_Source extract_.
Sunday, September 16, 2007

What do I know?

Nothing – after I take stock of what I presume is my sizeable reservoir of knowledge. I have gathered over the years scraps of information. I reckon. When it comes to the crunch, though, I know just about enough to get by. This morning, for instance, I read in the papers a juicy bit of gossip about an actress who I think has oodles of talent, much more than her sister who has been in the Hindi films for much longer than her. I thought of the time I had seen her at close quarters, close enough to make an eye contact. It happened to be a preview of one of her early movies. The movie was nothing much to write home about, terribly derivative and much too long. She held her own against another much more experienced actress. What was important for me was the eye contact. It immediately told me here was an actress worth watching. Also, a person who would go her own way no matter what. She proved me right soon enough. Then she was in the midst of an “affair” that seemed to me to be made to order for the media and her fan following. Now it seems she is out of it and in another “relationship” where she is probably following her own inclination and instincts. What has that got to do with the price of potatoes? Nothing. Only I wonder it what I “knew” or “sensed” in the moment I described is “knowledge”. If it is, what use is it? P.S.: Maybe, my understanding of this whole business of “knowing” is all wonky. Maybe, know-nothing is my middle name.

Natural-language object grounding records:
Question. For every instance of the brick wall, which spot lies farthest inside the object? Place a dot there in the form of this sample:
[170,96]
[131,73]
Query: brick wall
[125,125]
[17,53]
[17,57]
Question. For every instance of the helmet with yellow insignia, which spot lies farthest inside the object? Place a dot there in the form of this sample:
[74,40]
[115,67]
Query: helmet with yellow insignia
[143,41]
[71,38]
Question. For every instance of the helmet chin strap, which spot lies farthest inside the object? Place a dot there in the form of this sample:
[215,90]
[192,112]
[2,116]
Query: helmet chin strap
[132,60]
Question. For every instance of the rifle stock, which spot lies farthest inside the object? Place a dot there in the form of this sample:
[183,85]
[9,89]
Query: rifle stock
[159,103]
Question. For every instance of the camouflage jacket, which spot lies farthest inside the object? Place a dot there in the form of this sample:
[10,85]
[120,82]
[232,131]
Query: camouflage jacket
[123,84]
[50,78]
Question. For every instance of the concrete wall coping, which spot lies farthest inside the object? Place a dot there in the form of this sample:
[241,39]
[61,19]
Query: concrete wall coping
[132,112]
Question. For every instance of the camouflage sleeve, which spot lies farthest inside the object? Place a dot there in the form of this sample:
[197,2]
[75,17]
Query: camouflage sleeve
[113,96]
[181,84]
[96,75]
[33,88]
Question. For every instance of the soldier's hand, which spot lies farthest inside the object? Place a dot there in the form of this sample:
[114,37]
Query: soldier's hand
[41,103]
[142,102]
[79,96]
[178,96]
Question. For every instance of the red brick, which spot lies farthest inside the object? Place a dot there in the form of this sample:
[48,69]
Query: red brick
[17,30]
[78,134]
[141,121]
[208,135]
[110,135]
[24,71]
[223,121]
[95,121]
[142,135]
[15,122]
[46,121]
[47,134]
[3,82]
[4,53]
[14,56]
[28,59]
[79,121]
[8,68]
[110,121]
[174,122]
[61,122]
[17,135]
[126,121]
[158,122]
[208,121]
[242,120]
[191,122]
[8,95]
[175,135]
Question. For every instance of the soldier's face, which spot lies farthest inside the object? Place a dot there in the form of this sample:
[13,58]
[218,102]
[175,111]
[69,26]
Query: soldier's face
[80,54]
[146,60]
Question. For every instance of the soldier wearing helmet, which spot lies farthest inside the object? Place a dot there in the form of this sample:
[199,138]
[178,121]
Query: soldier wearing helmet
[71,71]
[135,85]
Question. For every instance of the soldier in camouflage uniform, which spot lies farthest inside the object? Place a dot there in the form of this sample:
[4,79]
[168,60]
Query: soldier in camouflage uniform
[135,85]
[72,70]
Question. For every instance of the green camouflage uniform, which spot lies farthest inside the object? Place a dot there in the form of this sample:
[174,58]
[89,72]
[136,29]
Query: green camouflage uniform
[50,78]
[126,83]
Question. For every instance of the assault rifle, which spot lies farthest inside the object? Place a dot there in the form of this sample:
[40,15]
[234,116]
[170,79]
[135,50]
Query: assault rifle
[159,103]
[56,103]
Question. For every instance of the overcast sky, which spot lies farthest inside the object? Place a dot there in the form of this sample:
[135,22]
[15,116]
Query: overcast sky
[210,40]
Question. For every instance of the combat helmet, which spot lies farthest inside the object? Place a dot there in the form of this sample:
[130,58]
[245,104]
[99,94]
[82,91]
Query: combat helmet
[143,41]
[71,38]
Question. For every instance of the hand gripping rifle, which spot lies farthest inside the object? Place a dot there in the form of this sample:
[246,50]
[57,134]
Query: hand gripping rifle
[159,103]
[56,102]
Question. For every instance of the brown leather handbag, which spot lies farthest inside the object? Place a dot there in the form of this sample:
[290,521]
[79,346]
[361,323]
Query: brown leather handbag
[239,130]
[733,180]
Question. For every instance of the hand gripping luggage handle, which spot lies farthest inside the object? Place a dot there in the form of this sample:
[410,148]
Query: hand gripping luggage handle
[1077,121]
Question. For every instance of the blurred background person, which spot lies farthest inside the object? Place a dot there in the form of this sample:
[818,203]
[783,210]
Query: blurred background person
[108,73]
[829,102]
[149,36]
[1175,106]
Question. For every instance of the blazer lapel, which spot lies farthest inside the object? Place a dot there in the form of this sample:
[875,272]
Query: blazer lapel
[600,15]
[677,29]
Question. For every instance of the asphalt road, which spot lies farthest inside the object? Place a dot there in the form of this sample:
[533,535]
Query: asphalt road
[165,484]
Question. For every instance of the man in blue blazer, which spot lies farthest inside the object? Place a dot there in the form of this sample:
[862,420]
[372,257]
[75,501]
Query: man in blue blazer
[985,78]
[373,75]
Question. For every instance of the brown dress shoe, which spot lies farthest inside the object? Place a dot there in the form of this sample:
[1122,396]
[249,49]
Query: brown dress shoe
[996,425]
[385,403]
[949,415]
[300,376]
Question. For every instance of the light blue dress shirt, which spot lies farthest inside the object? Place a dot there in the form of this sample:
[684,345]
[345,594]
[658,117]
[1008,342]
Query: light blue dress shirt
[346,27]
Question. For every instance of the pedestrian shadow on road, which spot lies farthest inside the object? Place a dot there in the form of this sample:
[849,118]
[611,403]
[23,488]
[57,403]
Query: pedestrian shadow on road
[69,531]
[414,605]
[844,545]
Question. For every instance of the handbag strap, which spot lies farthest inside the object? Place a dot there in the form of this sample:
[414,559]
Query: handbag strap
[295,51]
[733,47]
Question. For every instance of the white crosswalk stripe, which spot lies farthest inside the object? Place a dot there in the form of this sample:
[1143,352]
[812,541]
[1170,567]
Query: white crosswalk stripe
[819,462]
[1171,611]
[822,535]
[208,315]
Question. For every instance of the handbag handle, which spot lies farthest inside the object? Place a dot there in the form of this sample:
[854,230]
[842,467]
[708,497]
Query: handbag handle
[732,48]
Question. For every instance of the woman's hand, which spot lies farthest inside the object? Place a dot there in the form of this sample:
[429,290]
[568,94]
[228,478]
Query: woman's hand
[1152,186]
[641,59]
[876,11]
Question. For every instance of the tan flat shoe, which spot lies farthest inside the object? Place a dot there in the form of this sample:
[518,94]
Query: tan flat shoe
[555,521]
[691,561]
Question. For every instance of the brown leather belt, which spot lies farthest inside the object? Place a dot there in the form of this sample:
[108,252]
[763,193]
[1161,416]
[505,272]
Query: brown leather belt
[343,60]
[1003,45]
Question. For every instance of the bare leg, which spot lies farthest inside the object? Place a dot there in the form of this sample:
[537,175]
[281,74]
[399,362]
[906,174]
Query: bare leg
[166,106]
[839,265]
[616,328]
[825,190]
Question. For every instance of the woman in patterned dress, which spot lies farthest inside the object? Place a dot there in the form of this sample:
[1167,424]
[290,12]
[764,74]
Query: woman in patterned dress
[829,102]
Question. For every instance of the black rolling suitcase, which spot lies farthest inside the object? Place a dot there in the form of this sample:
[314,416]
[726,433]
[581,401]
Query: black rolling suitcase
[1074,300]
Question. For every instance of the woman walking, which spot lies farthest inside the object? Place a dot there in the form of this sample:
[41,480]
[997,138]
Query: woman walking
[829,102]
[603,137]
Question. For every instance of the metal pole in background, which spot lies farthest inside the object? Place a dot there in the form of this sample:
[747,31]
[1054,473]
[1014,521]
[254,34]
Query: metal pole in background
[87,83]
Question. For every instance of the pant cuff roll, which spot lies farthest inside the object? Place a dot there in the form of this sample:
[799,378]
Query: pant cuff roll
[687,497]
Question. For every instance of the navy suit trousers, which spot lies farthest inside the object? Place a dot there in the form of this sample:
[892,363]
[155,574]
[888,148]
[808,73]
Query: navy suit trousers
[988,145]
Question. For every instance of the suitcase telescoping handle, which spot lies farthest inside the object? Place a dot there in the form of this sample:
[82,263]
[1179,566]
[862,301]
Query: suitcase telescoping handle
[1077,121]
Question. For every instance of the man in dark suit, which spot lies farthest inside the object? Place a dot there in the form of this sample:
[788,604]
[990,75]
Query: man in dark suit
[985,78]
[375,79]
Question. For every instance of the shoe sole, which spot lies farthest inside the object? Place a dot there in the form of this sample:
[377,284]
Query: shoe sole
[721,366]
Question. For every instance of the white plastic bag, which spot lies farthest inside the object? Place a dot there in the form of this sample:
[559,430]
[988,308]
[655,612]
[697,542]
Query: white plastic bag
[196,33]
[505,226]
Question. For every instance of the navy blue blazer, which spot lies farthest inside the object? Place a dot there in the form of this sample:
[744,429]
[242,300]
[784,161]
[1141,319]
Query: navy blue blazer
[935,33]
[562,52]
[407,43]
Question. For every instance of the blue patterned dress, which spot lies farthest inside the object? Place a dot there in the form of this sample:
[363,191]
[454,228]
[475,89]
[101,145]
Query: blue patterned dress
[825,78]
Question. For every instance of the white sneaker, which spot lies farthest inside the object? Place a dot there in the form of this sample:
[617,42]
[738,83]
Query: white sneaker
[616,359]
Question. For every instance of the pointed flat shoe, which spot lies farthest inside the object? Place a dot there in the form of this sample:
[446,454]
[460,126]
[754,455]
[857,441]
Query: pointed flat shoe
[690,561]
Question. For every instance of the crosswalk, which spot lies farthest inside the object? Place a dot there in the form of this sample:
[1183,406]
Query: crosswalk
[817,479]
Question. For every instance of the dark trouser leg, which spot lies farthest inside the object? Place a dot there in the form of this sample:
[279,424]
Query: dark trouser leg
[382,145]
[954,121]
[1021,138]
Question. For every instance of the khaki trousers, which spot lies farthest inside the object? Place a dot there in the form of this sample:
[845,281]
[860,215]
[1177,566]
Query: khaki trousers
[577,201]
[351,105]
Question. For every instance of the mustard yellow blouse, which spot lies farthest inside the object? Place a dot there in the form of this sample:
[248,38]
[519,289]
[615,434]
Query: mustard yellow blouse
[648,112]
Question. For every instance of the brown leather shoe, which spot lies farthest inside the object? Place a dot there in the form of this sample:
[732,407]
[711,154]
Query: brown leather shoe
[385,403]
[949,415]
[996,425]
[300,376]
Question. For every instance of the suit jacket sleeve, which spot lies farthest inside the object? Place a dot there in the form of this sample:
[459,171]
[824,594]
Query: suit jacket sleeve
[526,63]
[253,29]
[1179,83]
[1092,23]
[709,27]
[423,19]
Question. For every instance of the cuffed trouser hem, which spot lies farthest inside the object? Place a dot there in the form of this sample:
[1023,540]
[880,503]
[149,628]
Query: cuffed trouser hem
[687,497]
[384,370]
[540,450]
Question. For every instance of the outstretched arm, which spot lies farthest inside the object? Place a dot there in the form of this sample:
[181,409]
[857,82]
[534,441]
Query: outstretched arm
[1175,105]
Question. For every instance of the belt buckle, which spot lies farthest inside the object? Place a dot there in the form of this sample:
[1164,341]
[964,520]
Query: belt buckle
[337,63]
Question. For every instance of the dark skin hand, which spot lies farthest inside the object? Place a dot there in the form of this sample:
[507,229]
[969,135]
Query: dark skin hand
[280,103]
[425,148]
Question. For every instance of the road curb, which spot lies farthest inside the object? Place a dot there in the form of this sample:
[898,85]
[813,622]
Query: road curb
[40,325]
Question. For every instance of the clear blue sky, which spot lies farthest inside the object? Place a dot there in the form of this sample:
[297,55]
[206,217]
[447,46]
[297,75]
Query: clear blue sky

_Problem 1_. List every word that the blog post about knowing sets inside quotation marks.
_Problem 2_. Write a continuation of the blog post about knowing, starting after its final sentence.
The records aren't needed for these tasks.

_Response area 1_. affair, relationship, knew, sensed, knowledge, knowing

_Response area 2_.
Wednesday, September 05, 2007

The black buck stops here.

I am not for capital punishment. In fact, I’m against any sort of punishment. I don’t think it works in changing behaviour. So, I am not a part of the whisper campaign that goes: Do unto Salman as he did into the black buck: shot her legs and slit her throat with a knife. My view has nothing to do with his giving away pedal bikes to street urchins or a Rs 25-lakh Mercedes to a fellow artiste or a lakh of rupees for the medical treatment of the Dalit poet who called Mumbai a whore once upon a time. To retract a bit, I first became aware of his propensity to give away pedal bikes sometime towards the end of the last millennium. On my way back from a business trip to Colombo, I had broken journey in Bangalore to visit Ashu, Nandini, Aditi and Avantika in their Koramangala residence. Salman was then shooting a David Dhawan flick there. Nandini, Aditi and Avantika had gone to watch the shooting. Avantika who used to be quite a smart tot caught Salman’s eye and fancy. Pat came a mock marriage proposal with a pedal bike thrown in as an additional incentive. I remember calling the gesture “cute” and “sweet” like everyone else. All this happened before the poor guy’s sadistic steak made a public showing: manhandling girl friends, mowing down street dwellers, slitting the throat of a member of an endangered species and who knows what else. And, yet his colleagues and fans – who, I’m sure, are all honourable men and women – say that he is a victim of celebrity, a much misunderstood person, a benefactor of humanity. Maybe I’m mistaken but I happen to strongly feel one ought to side with the Bishnois and Maneka Gandhi here.

Wednesday, August 22, 2007

To be or not to be.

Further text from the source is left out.